**How to complete this task:**
Top to bottom, every record is to be copied word for word.
**** Data shown ****
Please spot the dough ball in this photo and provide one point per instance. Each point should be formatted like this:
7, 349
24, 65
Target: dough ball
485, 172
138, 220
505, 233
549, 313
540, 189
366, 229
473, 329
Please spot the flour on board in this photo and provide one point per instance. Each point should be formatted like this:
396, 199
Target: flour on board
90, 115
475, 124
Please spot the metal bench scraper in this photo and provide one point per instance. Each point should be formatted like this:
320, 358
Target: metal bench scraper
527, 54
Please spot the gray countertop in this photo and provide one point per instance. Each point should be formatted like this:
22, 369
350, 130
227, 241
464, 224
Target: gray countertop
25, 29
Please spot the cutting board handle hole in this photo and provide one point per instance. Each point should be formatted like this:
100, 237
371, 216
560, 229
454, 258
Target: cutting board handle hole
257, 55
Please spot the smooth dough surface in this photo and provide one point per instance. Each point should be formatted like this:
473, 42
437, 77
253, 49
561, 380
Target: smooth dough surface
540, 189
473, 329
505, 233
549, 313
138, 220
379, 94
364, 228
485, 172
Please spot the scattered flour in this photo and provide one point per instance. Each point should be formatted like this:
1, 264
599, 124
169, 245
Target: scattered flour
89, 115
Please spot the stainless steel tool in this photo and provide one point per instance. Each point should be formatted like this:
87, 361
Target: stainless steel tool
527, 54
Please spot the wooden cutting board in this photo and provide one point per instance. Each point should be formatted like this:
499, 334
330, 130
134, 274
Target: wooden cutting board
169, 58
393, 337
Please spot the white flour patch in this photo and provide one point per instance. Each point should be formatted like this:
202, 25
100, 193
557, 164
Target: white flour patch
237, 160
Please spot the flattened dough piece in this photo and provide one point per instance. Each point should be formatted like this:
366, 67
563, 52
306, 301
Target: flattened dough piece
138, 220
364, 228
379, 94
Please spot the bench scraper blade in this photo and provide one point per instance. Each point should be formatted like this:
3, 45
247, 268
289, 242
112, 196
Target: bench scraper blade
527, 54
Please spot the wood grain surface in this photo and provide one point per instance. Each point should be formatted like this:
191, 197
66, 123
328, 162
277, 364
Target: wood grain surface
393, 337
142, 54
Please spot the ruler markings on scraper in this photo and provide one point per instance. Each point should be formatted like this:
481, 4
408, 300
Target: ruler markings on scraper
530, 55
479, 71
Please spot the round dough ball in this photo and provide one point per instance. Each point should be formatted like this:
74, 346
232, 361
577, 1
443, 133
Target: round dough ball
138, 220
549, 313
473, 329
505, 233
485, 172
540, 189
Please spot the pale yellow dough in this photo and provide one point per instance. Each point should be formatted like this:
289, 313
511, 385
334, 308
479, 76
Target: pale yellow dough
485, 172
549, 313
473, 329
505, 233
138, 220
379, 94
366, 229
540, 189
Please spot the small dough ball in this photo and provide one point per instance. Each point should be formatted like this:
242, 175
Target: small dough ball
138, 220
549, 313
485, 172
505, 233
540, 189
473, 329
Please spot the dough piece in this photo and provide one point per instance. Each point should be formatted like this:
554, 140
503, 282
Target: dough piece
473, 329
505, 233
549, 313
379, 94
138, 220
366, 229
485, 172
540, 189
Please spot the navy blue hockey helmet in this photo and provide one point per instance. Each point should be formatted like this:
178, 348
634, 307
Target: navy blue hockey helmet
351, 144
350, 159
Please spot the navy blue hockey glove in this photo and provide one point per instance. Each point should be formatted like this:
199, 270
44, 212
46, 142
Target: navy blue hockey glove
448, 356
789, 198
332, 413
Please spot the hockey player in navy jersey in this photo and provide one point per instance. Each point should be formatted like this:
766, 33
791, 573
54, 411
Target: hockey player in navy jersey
****
**Finished task:**
Please spot the dough ball in this photo and provide one point per instance. Each point should be formatted like this:
7, 349
24, 65
Target: dough ball
485, 172
138, 220
505, 233
549, 313
540, 189
366, 229
473, 329
Please spot the flour on board in this photo and provide one point per instance. Each point should be formatted like this:
396, 199
Target: flour on board
90, 115
475, 124
Please spot the metal bench scraper in this photo and provide one point per instance. Each point should be formatted like this:
320, 358
Target: metal bench scraper
527, 54
Please spot the gray countertop in this photo and provide one point per instance. Each point should be formatted like this:
22, 369
350, 130
227, 241
464, 224
Target: gray countertop
25, 29
Please spot the cutting board handle hole in this photo and provide one point per instance. Each point should be formatted like this:
100, 237
371, 216
560, 229
454, 258
Target: cutting board handle hole
257, 55
Please spot the smooth dough surface in this photo and provide one point per instance. Each point should be formatted like this:
473, 42
437, 77
253, 49
561, 380
Target: smooth dough surface
540, 189
473, 329
505, 233
549, 313
138, 220
379, 94
364, 228
485, 172
Please spot the scattered flour in this photo and provide one point per instance. Each point should be formatted like this:
1, 264
599, 124
169, 245
Target: scattered flour
89, 115
Please spot the stainless steel tool in this photo and provide one point per instance. Each point should be formatted like this:
87, 361
Target: stainless steel tool
527, 54
Please spot the wooden cutting board in this photo and provide one point per instance. Each point should be formatted like this:
499, 334
330, 130
134, 274
Target: wooden cutting board
169, 58
393, 337
Please spot the white flour patch in this photo and provide one point per instance. Each point should be formatted like this:
202, 25
100, 193
557, 164
Target: white flour patch
237, 160
Please spot the flattened dough piece in this photo and provide one point per instance. Each point should be formatted like this:
366, 67
563, 52
306, 301
Target: flattened dough piece
138, 220
364, 228
379, 94
Please spot the bench scraper blade in this photo and provide one point per instance. Each point should be formatted like this:
3, 45
247, 268
289, 242
112, 196
Target: bench scraper blade
527, 54
Please spot the wood grain surface in this photo and provide one point per instance. Each point should be formatted like this:
191, 197
66, 123
328, 162
277, 364
Target: wood grain surface
393, 337
142, 54
Please spot the ruler markings on scraper in this photo and provide one point per instance. Each point should be formatted like this:
481, 4
408, 300
Target: ruler markings on scraper
530, 55
479, 71
Please spot the round dough ball in this photo and provide one point per instance. Each point should be formatted like this:
74, 346
232, 361
577, 1
443, 133
Target: round dough ball
138, 220
549, 313
473, 329
505, 233
485, 172
540, 189
Please spot the pale yellow dough in this photo and provide one point per instance. Each point should be formatted like this:
289, 313
511, 385
334, 308
479, 76
Target: pale yellow dough
485, 172
549, 313
473, 329
505, 233
138, 220
379, 94
366, 229
540, 189
Please spot the small dough ball in this photo and provide one point per instance. Each point should be formatted like this:
242, 175
Target: small dough ball
138, 220
549, 313
485, 172
505, 233
540, 189
473, 329
Please spot the dough piece in this photo and provide one point per instance. Each point should be formatted like this:
554, 140
503, 282
Target: dough piece
473, 329
505, 233
549, 313
379, 94
138, 220
366, 229
485, 172
540, 189
Please spot the navy blue hockey helmet in this photo and provide one point per instance. Each point should be formatted like this:
178, 348
634, 307
Target: navy blue hockey helmet
351, 144
350, 159
Please spot the navy blue hockey glove in this photo and provide one point per instance. Each point should be formatted like this:
199, 270
44, 212
46, 142
Target: navy blue hockey glove
448, 356
789, 198
332, 413
Please spot the hockey player in navy jersey in this photo and provide one point per instance. Each point should be formatted like this:
766, 33
791, 573
54, 411
Target: hockey player in navy jersey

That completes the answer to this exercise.